The stimuli for the experiment, including the pre-exposure passage and nonsense words, were produced by 12 talkers (six female), recruited from each region represented in the experiment. From this larger set of recordings, eight talkers (four female) were selected for inclusion in the experiment — four talkers (two female) were used for the exposure passage and four different talkers (two female) were used for the nonsense words. All talkers were recorded in their native accent region: London talkers in London, Newcastle and Yorkshire talkers from their respective districts in Northern England, New Zealand talkers in Christchurch, and Australian talkers in Sydney. All talkers selected for inclusion in the stimulus materials were judged to be representative of their regional accent by one or more of the authors and a research assistant familiar with the regional accent of the group. The talkers representing a regional accent were consistent for all conditions involving that accent (e.g., the Australian materials were identical in A-A, L-A, Z-A, Y-A, and N-A conditions (Table 1)). The age ranges of these talkers (both nonsense words and exposure passage talkers) were: Western Sydney (17.0–26.4 years, M = 21.7, SD = 3.9), Christchurch, New Zealand (18.5–20.6 years, M = 19.6, SD = 1.0), London (20.2–50.6 years; M = 38.0, SD =14.3), Yorkshire (19.5–31.7 years; M = 24, SD = 5.4), and Newcastle (21.5–45.9 years, M = 31.6, SD = 11.7).

2.3 Procedure

After listening to the pre-test exposure story, listeners heard and judged nonsense words in either their own regional accent or a less familiar regional accent. For L, Z, Y, and N listeners, the less familiar accent was Australian. Conditions in which Australians heard one of the other four less familiar regional accents reported in Shaw et al. (2018) were reanalyzed using the techniques in this paper. Participants were not told which accent(s) they would be listening to, nor did we inform them that accents were the focus of the task. They first completed the pre-test exposure phase in which they listened to our short story passage in their local regional accent. Next, they completed the vowel categorization and goodness rating task in the accent of their condition (see Table 1).

Raw data:
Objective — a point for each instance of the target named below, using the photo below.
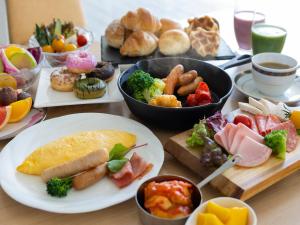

Work to do:
• 1. In the text on the accent experiment, in which city were the New Zealand talkers recorded?
• 2. The text on the accent experiment names conditions for which the Australian materials were identical. List every condition it names.
• 3. Continue the text on the accent experiment after its final sentence.

Outputs in order:
• 1. Christchurch

• 2. A-A, L-A, Z-A, Y-A, and N-A

• 3.
On each trial of the categorization task, participants heard a nonsense token. They then saw a grid on a computer monitor containing the vowel keywords for this 19-alternative forced choice (19AFC) task (see Figure 1). The keywords were real words selected to serve as a printed choice for listeners to use in categorizing the nonsense word vowels in the assimilation task. There were keywords for 19 of the 20 target vowels. We did not have a separate keyword for the bath vowel, as it systematically groups with one of the other vowels for all accents: In A/L/Z, bath and start group together; in N/Y, bath and trap group together. Keywords were presented together on a grid in the form of real/bVd/words, with exceptions made if the context did not result in an easily recognizable word (e.g., we used <code> instead of <bode>, <rude> instead of <booed>). The keywords were: <bead, bid, bed, bad, bard, bud, rude, hood, bored, pod, beard, paired, bird, toured, paid, code, hide, boyd, proud>, respectively, for the lexical sets fleece, kit, dress, trap, start (same vowel as palm in all five accents), strut, goose, foot, north (same vowel as thought in these accents), lot, near, square, nurse, cure, face, goat, price, choice, and mouth.

Figure 1

Example of a randomized keyword grid presented to a participant for choosing the vowel they heard in each nonsense word during the categorization and goodness rating task.

Participants clicked on the keyword whose highlighted vowel they considered the best match for the target vowel in the nonsense token they had heard. The layout of keywords on the grid was randomized across participants, but the order for a given participant remained constant throughout the task. After selecting a keyword, they were asked to rate how well the vowel they heard matched the vowel in the keyword they had chosen (following, e.g., Tyler, Best, Faber, & Levitt, 2014). Participants rated the goodness of fit on a 7-point Likert scale (7 = excellent, 1 = poor). These ratings did not enter into the current analysis (see Shaw et al., 2018 for a discussion of goodness ratings in the context of cross-accent perception). To familiarize participants with the task and their randomized grid, prior to the categorization task they completed training trials (without feedback) with nonsense tokens produced by the talkers of the exposure story they had heard, arranged so that they received one token per grid item. After training, participants completed the categorization test (160 trials = 20 nonsense words x 2 tokens x 4 talkers), presented in random order via e-Prime (v. 2.0.8.22). There were four breaks built into the categorization task. The total task took between 40–60 minutes, depending on the pace of the individual participant and the amount of time that they chose to rest during breaks. Participants were compensated with a small cash payment at the end of the experiment.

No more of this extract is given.